Text
◆ ◆ ◆ ◆ ◆ ◆ ◆

Über 100 Texte der AfD-Vorsitzenden Alice Weidel sollen sich auf der Internetseite des Kulturstaatsministers Wolfram Weimer befunden haben – unter anderem (JF berichtete). Es ist ein wilder Mix aus übernommenen Pressemitteilungen, Beiträgen in den sozialen Netzwerken oder Rundmails. Gekennzeichnet wurden die Quellen fast nie. Ein klarer Verstoß gegen die journalistische Sorgfaltspflicht. Weidel geht mittlerweile auch juristisch dagegen vor (JF berichtete).
Doch tatsächlich handelt es sich dabei nicht um den ersten Plagiatsvorfall des Verlegers. Bereits im Mai war durch die Zeit bekannt geworden, daß Weimer in seinen eigenen Büchern Textausschnitte anderer Personen verwendet hatte – ohne Kennzeichnung.

◆ ◆ ◆ ◆ ◆ ◆ ◆

Datensätze

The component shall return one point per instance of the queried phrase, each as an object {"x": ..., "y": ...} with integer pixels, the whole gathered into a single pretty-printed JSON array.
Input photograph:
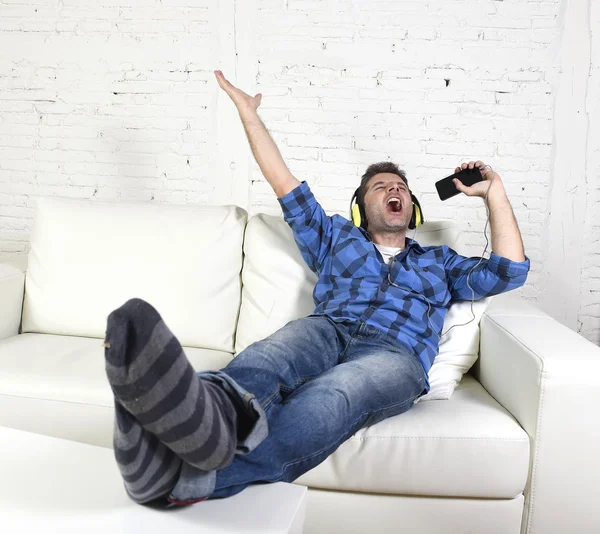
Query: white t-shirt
[{"x": 388, "y": 252}]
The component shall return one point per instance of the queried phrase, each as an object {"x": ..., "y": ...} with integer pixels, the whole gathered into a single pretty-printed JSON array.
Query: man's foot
[{"x": 153, "y": 380}]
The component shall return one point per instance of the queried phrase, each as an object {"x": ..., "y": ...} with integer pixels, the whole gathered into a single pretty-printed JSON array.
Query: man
[{"x": 285, "y": 403}]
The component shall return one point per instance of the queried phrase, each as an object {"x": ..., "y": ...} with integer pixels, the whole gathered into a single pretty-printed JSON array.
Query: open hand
[
  {"x": 241, "y": 100},
  {"x": 480, "y": 188}
]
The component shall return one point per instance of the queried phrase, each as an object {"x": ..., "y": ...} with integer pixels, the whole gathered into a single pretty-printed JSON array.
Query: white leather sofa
[{"x": 514, "y": 449}]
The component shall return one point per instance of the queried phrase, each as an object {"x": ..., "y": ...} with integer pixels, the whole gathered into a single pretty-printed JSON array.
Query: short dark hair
[{"x": 372, "y": 170}]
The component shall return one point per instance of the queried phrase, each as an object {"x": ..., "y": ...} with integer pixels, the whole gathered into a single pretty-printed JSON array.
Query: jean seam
[{"x": 397, "y": 404}]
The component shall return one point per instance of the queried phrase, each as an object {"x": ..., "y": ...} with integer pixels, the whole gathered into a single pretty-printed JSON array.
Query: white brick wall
[{"x": 116, "y": 99}]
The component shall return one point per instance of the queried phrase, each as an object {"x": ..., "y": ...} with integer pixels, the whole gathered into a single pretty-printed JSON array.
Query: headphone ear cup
[
  {"x": 356, "y": 215},
  {"x": 417, "y": 216}
]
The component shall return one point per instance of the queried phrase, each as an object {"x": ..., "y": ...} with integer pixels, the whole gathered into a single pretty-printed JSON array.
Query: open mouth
[{"x": 393, "y": 206}]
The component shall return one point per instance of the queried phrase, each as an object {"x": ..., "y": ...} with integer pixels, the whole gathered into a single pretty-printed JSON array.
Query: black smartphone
[{"x": 447, "y": 189}]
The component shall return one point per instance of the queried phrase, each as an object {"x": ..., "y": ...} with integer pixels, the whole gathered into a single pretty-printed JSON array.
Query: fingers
[
  {"x": 459, "y": 185},
  {"x": 470, "y": 165}
]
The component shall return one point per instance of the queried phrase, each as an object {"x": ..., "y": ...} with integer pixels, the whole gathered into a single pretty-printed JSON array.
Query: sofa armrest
[
  {"x": 548, "y": 377},
  {"x": 12, "y": 288}
]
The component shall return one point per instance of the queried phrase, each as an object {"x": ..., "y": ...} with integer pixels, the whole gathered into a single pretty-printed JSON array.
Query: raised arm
[{"x": 263, "y": 147}]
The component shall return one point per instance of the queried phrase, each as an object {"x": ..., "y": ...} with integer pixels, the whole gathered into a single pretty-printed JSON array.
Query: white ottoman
[{"x": 54, "y": 485}]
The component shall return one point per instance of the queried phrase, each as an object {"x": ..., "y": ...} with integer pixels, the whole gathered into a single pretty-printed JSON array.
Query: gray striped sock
[
  {"x": 149, "y": 469},
  {"x": 153, "y": 380}
]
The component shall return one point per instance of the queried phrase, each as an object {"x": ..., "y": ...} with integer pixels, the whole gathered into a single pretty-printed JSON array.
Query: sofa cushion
[
  {"x": 468, "y": 446},
  {"x": 277, "y": 285},
  {"x": 57, "y": 386},
  {"x": 87, "y": 258}
]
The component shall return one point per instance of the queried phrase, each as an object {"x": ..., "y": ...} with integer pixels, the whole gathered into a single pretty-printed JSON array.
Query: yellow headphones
[{"x": 358, "y": 216}]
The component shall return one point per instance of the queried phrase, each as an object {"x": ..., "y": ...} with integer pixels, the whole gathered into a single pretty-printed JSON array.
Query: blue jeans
[{"x": 301, "y": 393}]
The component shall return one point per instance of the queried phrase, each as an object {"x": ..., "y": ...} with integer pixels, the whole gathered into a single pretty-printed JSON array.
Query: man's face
[{"x": 383, "y": 213}]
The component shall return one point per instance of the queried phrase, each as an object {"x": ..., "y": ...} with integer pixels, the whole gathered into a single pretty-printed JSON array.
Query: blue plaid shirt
[{"x": 353, "y": 278}]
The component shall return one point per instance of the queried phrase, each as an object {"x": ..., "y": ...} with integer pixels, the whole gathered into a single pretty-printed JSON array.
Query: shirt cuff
[
  {"x": 295, "y": 202},
  {"x": 504, "y": 267}
]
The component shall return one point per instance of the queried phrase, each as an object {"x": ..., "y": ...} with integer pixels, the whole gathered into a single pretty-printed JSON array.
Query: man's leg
[
  {"x": 376, "y": 380},
  {"x": 164, "y": 413},
  {"x": 268, "y": 371}
]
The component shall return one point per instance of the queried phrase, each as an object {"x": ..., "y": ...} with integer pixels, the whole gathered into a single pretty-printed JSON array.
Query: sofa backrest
[
  {"x": 277, "y": 285},
  {"x": 88, "y": 258}
]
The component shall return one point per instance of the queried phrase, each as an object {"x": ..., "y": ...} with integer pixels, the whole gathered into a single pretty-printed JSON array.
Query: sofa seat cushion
[
  {"x": 466, "y": 446},
  {"x": 56, "y": 385}
]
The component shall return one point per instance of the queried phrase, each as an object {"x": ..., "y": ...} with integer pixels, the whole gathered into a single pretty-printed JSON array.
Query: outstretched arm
[
  {"x": 263, "y": 147},
  {"x": 506, "y": 237}
]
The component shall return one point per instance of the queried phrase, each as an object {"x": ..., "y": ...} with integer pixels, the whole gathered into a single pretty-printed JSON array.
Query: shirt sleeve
[
  {"x": 491, "y": 277},
  {"x": 311, "y": 226}
]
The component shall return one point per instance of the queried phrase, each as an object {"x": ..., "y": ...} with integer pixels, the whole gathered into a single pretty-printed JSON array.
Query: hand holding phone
[{"x": 446, "y": 188}]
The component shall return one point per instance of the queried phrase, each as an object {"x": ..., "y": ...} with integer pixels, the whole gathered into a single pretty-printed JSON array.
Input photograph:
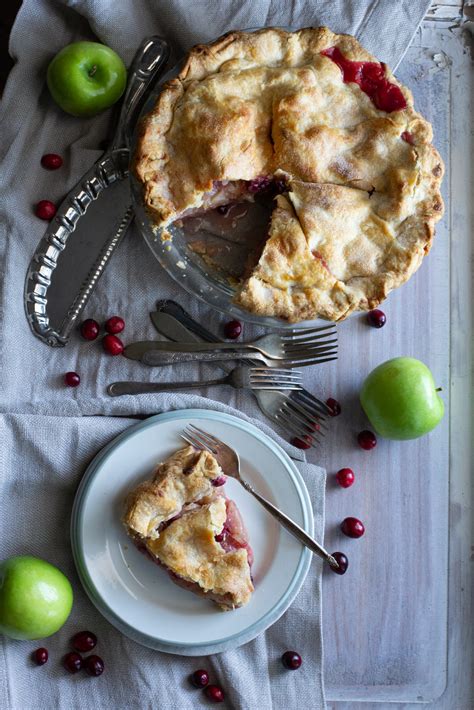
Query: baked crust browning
[
  {"x": 181, "y": 480},
  {"x": 363, "y": 183},
  {"x": 188, "y": 548}
]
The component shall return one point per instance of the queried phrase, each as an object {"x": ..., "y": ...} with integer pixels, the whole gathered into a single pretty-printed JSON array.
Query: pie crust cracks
[
  {"x": 176, "y": 516},
  {"x": 363, "y": 183}
]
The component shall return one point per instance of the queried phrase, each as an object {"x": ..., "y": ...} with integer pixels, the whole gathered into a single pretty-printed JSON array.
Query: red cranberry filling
[
  {"x": 370, "y": 76},
  {"x": 219, "y": 481},
  {"x": 234, "y": 536}
]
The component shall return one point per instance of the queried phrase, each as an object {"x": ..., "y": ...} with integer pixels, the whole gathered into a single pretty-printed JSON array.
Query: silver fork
[
  {"x": 229, "y": 461},
  {"x": 254, "y": 378},
  {"x": 306, "y": 344},
  {"x": 174, "y": 322}
]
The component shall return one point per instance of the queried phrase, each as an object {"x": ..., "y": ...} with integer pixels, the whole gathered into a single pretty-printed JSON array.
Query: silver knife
[{"x": 60, "y": 281}]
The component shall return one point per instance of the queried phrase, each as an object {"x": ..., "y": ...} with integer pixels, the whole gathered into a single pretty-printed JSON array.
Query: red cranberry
[
  {"x": 232, "y": 329},
  {"x": 345, "y": 477},
  {"x": 72, "y": 379},
  {"x": 200, "y": 678},
  {"x": 214, "y": 693},
  {"x": 45, "y": 210},
  {"x": 223, "y": 209},
  {"x": 72, "y": 662},
  {"x": 51, "y": 161},
  {"x": 291, "y": 660},
  {"x": 342, "y": 561},
  {"x": 280, "y": 186},
  {"x": 40, "y": 656},
  {"x": 352, "y": 527},
  {"x": 94, "y": 665},
  {"x": 367, "y": 440},
  {"x": 408, "y": 137},
  {"x": 112, "y": 345},
  {"x": 90, "y": 329},
  {"x": 376, "y": 318},
  {"x": 302, "y": 442},
  {"x": 333, "y": 406},
  {"x": 115, "y": 325},
  {"x": 219, "y": 481},
  {"x": 84, "y": 641},
  {"x": 259, "y": 184}
]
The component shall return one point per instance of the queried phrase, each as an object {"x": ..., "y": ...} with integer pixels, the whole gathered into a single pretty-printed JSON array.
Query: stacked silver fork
[
  {"x": 299, "y": 414},
  {"x": 310, "y": 346}
]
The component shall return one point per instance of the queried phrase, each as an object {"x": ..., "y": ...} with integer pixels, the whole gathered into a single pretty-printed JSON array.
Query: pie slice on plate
[
  {"x": 361, "y": 177},
  {"x": 185, "y": 523}
]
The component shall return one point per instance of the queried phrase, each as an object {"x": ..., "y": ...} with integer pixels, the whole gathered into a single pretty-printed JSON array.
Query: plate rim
[{"x": 203, "y": 647}]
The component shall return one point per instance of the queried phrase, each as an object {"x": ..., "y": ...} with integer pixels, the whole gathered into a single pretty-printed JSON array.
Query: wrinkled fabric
[{"x": 48, "y": 434}]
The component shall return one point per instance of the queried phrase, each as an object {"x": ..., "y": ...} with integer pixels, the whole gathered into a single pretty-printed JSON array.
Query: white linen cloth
[{"x": 46, "y": 441}]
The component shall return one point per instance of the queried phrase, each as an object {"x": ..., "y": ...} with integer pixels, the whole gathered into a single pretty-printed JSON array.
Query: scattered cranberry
[
  {"x": 333, "y": 406},
  {"x": 72, "y": 662},
  {"x": 112, "y": 345},
  {"x": 291, "y": 660},
  {"x": 232, "y": 329},
  {"x": 376, "y": 318},
  {"x": 345, "y": 477},
  {"x": 115, "y": 325},
  {"x": 45, "y": 210},
  {"x": 40, "y": 656},
  {"x": 367, "y": 440},
  {"x": 352, "y": 527},
  {"x": 90, "y": 329},
  {"x": 84, "y": 641},
  {"x": 94, "y": 665},
  {"x": 219, "y": 481},
  {"x": 72, "y": 379},
  {"x": 51, "y": 161},
  {"x": 302, "y": 442},
  {"x": 342, "y": 561},
  {"x": 214, "y": 693},
  {"x": 200, "y": 678}
]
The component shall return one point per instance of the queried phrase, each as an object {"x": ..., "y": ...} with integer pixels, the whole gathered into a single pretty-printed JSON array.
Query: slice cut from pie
[
  {"x": 198, "y": 536},
  {"x": 362, "y": 177}
]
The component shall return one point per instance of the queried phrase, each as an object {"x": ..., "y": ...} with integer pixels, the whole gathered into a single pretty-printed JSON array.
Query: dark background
[{"x": 8, "y": 13}]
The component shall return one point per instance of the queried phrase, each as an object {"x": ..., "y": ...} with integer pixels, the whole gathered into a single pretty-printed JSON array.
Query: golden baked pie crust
[{"x": 267, "y": 103}]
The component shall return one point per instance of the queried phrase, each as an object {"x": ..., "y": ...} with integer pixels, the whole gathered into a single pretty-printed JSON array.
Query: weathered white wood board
[{"x": 397, "y": 626}]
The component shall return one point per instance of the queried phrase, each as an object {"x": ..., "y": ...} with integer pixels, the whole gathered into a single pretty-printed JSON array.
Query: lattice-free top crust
[{"x": 363, "y": 182}]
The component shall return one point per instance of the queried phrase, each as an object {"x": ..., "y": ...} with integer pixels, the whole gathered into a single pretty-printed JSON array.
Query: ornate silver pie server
[{"x": 60, "y": 281}]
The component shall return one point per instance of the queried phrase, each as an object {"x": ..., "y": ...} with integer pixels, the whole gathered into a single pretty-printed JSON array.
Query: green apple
[
  {"x": 35, "y": 598},
  {"x": 400, "y": 399},
  {"x": 85, "y": 78}
]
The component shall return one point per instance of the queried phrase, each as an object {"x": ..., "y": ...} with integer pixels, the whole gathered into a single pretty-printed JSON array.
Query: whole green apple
[
  {"x": 35, "y": 598},
  {"x": 85, "y": 78},
  {"x": 400, "y": 399}
]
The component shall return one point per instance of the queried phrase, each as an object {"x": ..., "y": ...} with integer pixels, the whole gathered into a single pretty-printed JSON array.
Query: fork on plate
[
  {"x": 254, "y": 378},
  {"x": 229, "y": 462}
]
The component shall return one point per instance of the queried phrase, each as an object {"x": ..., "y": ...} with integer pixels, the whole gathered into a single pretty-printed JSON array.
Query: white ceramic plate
[{"x": 139, "y": 598}]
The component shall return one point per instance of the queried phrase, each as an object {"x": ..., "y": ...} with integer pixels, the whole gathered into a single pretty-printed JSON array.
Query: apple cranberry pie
[
  {"x": 184, "y": 521},
  {"x": 314, "y": 115}
]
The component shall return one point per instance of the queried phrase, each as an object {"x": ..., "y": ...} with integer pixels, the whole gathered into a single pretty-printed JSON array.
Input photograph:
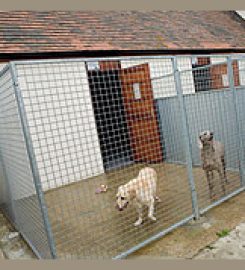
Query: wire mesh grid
[
  {"x": 20, "y": 201},
  {"x": 214, "y": 130},
  {"x": 96, "y": 124}
]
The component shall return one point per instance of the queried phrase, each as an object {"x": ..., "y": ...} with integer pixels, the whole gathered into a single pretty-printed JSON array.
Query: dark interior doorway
[{"x": 106, "y": 94}]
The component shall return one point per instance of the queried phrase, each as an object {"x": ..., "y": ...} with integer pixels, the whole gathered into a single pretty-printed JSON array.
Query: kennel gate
[{"x": 70, "y": 125}]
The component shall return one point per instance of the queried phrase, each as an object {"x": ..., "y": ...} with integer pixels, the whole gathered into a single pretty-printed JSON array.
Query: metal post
[
  {"x": 32, "y": 160},
  {"x": 238, "y": 126},
  {"x": 177, "y": 80}
]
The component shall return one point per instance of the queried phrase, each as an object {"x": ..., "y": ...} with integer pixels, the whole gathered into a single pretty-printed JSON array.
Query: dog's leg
[
  {"x": 222, "y": 179},
  {"x": 151, "y": 210},
  {"x": 140, "y": 213},
  {"x": 224, "y": 170},
  {"x": 210, "y": 185}
]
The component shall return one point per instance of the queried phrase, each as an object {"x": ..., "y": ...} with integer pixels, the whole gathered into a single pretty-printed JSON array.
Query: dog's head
[
  {"x": 205, "y": 138},
  {"x": 123, "y": 197}
]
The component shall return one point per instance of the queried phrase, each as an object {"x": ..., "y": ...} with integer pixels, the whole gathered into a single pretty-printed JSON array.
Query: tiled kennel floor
[{"x": 87, "y": 225}]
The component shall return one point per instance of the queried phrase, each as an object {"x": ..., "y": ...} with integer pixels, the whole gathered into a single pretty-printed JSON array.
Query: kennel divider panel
[{"x": 21, "y": 196}]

◆ ◆ ◆ ◆ ◆ ◆ ◆

Arbeitsaufträge
1. Ermittle, in wie vielen Zeilen der Datensätze die Zeichenfolge „green“ vorkommt, wobei Groß- und Kleinschreibung zu beachten ist. Nenne ausschließlich die Zahl.
2. Schreibe den Text über die Plagiatsvorwürfe gegen Wolfram Weimer im Anschluss an seinen letzten Satz weiter.
Text und Datensätze haben inhaltlich nichts miteinander zu tun.

Lösungen
1. 2

2.
So recycelte er etwa Teile einer Rede des ehemaligen Papstes Joseph Ratzinger aus dem Jahr 2000 (als Ratzinger noch Kardinal war): „Europa scheint in dieser Stunde seines äußersten Erfolgs von innen her leer geworden, gleichsam von einer lebensbedrohlichen Kreislaufkrise gelähmt, sozusagen auf Transplantate angewiesen, die dann aber doch seine Identität aufheben müssen.“
Joseph Ratzinger wird ohne Angabe zitiert
Weimer setzte den Satz weder in Anführungszeichen, noch ließ er irgendwie durchblicken, daß er ihn nicht selbst verfaßt hatte – und das gleich zweimal. Denn sowohl in Weimers „Das konservative Manifest“ als auch in „Sehnsucht nach Gott“ taucht das Zitat ungekennzeichnet auf.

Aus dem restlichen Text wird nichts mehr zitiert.